Instrução escrita ▸ Retome o texto abaixo sobre a véspera da eleição em São Paulo e continue a escrevê-lo a partir da última frase apresentada.

Texto fornecido ▸
---

Faz cinco dias e já não lembro. Foi uma espécie de pesadelo rápido: votar, sair, fugir. Na mesma noite da eleição, já tarde, me telefonaram. Queriam saber se eu pretendia escrever -"falando mal"- de um tal "poeta", conforme fulano "poeta" contara e sicrano "poeta" espalhara o fuxico.
Como tem gente psicótica no mundo, pensei, acordando com a pergunta intrometida. Fiquei entre gargalhar e me irritar. "Poeta". A palavra soava detestável. A gente, desprezível. Psicóticos desocupados.
No dia anterior -véspera da eleição-, parecia fraude o que acontecera em São Paulo. A Justiça eleitoral concedeu direito de resposta ao candidato Celso Pitta (PPB) para responder a acusação de má gestão das verbas municipais. Na véspera da eleição! Na véspera, quando já estavam proibidos comícios e propaganda.
Ah, claro: "não há impedimento à veiculação de direito de resposta em qualquer data", informou o presidente do TSE (Tribunal Superior Eleitoral), Marco Aurélio de Mello.
Resultado: o candidato Celso Pitta passou minutos, em horário nobre em rede de televisão, em plena véspera da eleição, fazendo a mais descarada propaganda eleitoral. Usou alguns segundos para o dito "direito de resposta" e só. O resto foi pura propaganda do espertíssimo malufismo paulista.

---

Entradas de dados ▸
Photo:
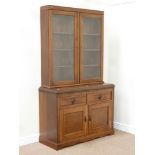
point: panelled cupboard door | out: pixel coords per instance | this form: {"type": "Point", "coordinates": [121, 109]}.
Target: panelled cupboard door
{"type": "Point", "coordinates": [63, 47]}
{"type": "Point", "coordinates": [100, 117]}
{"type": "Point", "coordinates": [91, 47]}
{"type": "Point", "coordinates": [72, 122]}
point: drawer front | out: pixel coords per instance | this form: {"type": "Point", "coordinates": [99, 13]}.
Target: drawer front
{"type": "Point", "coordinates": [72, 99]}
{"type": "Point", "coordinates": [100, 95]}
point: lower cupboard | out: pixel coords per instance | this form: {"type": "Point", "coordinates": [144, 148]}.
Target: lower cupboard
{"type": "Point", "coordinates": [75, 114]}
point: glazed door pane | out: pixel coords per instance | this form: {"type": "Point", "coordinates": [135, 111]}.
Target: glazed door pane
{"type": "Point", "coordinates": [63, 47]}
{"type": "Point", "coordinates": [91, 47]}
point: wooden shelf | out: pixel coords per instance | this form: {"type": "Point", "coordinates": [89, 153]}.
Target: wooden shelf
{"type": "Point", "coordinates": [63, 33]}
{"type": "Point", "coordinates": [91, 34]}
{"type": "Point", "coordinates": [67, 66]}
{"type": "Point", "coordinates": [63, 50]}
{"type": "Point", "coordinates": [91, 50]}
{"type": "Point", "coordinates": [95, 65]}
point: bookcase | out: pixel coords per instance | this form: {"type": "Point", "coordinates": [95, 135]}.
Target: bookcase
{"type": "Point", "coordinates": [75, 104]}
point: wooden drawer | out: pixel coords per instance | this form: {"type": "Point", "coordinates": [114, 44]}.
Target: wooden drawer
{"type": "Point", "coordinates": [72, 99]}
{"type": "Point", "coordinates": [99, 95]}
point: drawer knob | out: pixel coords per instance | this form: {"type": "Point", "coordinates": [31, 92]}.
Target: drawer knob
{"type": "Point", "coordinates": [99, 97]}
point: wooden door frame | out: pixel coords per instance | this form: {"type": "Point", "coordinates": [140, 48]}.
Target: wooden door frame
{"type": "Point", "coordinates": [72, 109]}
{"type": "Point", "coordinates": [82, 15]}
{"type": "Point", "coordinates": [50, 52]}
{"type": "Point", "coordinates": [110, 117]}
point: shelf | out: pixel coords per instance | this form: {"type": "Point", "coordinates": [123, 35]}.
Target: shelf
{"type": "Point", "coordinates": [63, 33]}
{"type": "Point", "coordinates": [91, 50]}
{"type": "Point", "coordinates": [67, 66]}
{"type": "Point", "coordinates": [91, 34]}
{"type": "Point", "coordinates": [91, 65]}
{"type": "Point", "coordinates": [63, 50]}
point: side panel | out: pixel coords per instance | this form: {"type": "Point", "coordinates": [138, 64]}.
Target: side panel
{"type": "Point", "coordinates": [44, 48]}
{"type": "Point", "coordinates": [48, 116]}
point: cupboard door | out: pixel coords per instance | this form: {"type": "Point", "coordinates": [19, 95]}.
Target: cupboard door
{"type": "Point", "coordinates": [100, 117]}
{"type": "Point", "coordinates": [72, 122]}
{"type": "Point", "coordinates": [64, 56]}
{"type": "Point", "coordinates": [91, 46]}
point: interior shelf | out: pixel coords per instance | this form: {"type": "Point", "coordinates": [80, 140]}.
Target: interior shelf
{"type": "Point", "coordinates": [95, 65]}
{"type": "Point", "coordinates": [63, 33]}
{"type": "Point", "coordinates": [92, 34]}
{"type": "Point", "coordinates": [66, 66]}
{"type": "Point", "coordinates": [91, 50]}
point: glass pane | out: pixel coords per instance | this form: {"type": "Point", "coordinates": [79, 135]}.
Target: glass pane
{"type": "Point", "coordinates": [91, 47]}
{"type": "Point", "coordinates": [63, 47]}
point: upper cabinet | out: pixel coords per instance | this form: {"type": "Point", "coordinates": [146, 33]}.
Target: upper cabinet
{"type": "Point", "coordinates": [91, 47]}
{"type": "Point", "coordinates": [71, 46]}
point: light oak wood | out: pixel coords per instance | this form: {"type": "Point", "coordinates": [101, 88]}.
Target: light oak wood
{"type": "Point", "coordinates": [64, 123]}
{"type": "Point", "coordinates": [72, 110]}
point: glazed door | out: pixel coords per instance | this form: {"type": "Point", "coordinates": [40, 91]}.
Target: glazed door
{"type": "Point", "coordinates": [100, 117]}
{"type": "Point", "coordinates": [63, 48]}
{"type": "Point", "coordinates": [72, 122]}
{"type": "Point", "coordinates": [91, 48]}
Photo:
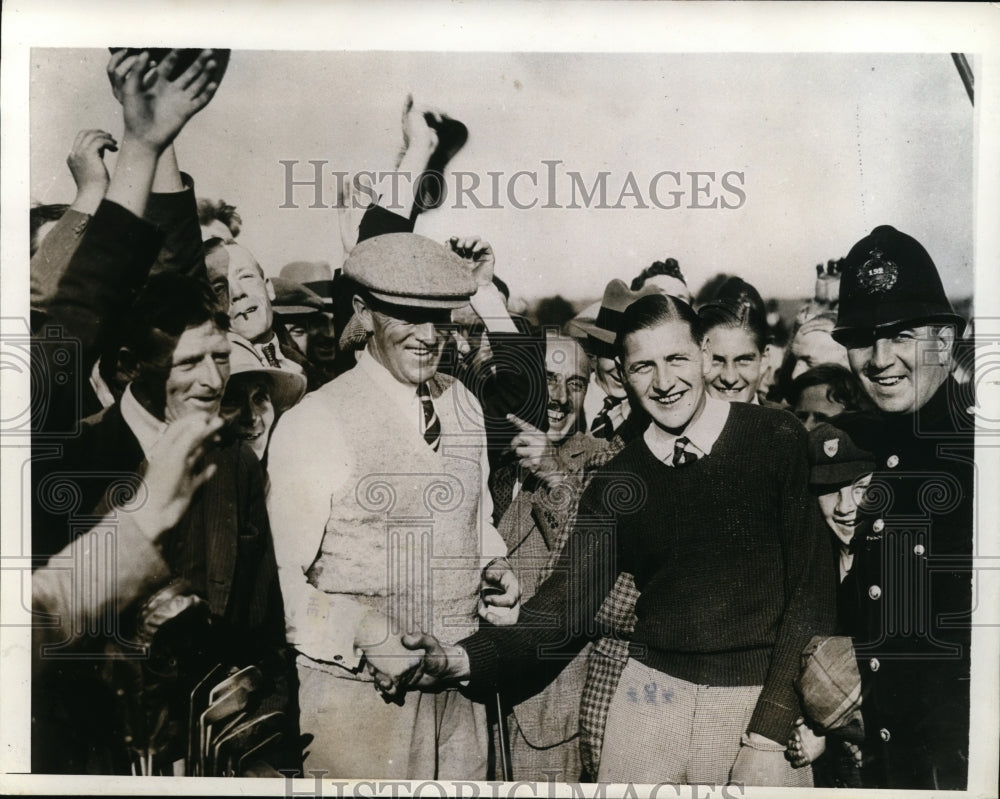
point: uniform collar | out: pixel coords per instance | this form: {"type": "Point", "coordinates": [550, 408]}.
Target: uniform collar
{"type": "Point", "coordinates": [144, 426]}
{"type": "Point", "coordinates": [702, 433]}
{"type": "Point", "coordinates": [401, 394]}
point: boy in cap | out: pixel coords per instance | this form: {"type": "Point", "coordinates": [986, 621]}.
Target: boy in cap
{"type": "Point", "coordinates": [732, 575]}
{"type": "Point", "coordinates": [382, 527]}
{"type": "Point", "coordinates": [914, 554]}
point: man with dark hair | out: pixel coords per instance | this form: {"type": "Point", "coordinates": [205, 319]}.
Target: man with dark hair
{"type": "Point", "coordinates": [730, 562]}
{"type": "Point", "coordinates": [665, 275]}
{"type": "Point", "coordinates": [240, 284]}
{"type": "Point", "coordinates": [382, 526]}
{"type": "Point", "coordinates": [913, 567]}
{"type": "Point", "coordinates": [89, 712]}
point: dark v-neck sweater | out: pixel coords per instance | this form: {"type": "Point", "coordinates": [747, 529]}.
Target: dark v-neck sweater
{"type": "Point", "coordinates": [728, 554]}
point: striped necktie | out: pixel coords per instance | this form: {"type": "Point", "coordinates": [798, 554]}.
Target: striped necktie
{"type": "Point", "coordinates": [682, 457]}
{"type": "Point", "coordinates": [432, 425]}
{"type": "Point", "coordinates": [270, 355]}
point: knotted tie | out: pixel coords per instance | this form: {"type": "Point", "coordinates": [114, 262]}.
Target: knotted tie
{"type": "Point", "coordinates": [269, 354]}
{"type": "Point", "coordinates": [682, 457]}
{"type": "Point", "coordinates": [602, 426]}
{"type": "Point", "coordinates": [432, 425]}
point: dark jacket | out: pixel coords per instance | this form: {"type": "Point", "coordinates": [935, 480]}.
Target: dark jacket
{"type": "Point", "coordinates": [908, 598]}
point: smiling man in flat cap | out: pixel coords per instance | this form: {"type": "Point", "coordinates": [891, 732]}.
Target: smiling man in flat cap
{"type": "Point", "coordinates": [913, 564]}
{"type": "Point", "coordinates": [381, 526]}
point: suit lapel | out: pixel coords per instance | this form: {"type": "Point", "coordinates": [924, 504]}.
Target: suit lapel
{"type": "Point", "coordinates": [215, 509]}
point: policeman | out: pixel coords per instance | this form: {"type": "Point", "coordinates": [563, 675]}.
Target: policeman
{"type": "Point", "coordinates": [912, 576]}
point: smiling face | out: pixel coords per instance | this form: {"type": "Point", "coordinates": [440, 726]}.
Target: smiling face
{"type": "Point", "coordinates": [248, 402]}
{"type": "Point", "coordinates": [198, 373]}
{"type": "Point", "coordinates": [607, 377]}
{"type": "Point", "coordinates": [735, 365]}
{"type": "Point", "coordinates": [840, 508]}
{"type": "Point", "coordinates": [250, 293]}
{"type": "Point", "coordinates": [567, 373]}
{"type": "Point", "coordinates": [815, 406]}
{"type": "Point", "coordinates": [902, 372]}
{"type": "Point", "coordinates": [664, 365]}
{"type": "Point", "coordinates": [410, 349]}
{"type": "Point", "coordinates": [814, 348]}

---

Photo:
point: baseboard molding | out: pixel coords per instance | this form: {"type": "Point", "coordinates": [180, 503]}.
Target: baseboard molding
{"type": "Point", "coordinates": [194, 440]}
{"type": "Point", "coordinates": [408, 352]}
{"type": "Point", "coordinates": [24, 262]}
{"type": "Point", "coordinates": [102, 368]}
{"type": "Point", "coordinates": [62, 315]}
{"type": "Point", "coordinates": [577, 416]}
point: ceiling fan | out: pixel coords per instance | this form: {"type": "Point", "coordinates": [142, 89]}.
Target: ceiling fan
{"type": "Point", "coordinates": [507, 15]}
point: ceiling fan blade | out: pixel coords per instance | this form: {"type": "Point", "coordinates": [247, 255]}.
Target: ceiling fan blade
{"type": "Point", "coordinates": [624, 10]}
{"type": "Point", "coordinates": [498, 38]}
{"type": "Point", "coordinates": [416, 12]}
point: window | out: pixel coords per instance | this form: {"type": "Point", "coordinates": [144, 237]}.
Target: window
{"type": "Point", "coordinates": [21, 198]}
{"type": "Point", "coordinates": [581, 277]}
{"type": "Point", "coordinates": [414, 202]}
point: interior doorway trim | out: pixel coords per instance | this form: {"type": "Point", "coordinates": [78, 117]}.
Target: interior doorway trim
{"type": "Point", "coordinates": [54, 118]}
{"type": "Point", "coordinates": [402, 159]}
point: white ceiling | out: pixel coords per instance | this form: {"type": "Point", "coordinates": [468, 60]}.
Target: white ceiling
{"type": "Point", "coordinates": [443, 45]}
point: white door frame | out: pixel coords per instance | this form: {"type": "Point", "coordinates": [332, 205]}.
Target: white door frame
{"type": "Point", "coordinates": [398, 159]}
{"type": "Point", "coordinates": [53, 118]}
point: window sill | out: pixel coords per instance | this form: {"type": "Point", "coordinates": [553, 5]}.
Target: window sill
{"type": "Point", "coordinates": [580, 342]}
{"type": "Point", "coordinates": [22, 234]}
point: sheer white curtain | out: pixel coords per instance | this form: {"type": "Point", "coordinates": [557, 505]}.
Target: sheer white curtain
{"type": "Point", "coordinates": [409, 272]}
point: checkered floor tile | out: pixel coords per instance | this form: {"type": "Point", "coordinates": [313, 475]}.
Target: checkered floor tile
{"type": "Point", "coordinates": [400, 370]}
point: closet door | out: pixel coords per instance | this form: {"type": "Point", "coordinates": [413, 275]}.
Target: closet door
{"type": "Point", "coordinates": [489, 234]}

---

Resultado abaixo ▸
Bastava pensar um pouco para concluir que aquilo estava errado, que eleição, fraude e abuso de poder econômico são uma só e mesma coisa. Em nome da lei, tratam todo eleitor como um imbecil manipulável.
Mas era a democracia, a preparação da chamada "festa cívica". O novo sistema de voto era todo "clean", modernizado na máquina limpa e ligeira, todo antifraude. Ao menos na aparência, eliminou-se a fraude. Mas o motorista de táxi me disse que não confiava na máquina, que "não tem nem cara de computador".
A festa cívica não deixa de ser um festival de desconfianças. Nunca se confiou em nada mesmo. Alguém me perguntou, também com desconfiança, se Marco Aurélio de Mello não era "aquele" da família Collor.
A questão é de raiz: como se a outra fraude, a fraude estrutural, continuasse, perpetuada na galeria de nomes manchados, na cara de homens balofos, truculentos, ou de homens magros, carecas, mentirosos.
Votei, mas é quase como se não me lembrasse, vendo agora a eleição a partir do skyline de uma cidade estrangeira. Meu voto perdeu-se na psicose coletiva, grudou-se na cola do adesivo -o povo enganado fazendo propaganda eleitoral gratuita em vidros de carros.
Exercício de irrealidade, votar. Como se o ser político, civil, contasse quase nada. Afinal, assegurar o que nessas psicóticas metrópoles superpopuladas ou nas pequenas cidades acanhadas? Sentir-se o perdedor número um pelas ruas do mundo, onde você não conta e tanto faz ganhar, perder.
Lembrar do lenço no seu pescoço, ou do anel de estimação no seu dedo, e reduzir o mundo a um único pleito e lugar, aquele em que o candidato é você, mas ao amor de alguém -única importância da vida.